● WHAT TO DO: Report every line below that holds the string "shirt".

>> Begin INFORMATION GIVEN

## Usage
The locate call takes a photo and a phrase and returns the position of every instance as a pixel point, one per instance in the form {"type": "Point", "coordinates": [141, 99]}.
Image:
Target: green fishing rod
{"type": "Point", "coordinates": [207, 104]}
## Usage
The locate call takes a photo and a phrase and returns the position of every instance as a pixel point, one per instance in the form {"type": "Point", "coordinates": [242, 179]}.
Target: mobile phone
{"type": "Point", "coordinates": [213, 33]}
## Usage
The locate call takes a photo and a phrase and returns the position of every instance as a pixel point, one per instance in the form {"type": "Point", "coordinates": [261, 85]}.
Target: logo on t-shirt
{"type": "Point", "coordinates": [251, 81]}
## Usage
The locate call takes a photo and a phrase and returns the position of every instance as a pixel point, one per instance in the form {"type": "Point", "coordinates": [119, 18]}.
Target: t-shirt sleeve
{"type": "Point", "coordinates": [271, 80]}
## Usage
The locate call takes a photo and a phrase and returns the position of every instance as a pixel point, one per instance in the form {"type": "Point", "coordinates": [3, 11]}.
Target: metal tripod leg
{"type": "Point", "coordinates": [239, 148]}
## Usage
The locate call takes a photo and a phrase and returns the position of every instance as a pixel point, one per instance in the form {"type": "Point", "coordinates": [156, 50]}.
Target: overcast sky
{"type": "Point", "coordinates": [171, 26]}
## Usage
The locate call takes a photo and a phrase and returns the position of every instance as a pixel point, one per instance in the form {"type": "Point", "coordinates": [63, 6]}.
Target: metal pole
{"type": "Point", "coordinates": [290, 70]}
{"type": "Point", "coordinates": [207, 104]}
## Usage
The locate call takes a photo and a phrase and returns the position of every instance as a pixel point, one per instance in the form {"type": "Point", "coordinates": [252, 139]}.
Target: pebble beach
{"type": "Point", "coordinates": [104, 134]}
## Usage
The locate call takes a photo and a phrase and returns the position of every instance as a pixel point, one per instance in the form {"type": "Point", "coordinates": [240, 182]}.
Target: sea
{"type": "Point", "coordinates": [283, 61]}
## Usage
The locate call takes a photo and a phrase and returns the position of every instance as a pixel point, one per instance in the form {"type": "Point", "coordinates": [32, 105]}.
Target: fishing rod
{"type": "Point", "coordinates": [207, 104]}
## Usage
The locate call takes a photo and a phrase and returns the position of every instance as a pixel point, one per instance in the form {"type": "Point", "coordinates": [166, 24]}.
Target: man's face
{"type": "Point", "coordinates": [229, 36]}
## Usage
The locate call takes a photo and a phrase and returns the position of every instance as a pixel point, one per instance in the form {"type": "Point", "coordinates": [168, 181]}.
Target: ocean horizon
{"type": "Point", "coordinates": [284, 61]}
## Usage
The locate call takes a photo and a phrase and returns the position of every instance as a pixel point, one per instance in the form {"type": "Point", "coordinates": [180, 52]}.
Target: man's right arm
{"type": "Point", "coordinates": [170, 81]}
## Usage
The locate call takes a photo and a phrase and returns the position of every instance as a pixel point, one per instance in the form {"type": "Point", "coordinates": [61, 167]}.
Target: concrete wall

>> End INFORMATION GIVEN

● WRITTEN SOLUTION:
Target: logo on t-shirt
Target: t-shirt sleeve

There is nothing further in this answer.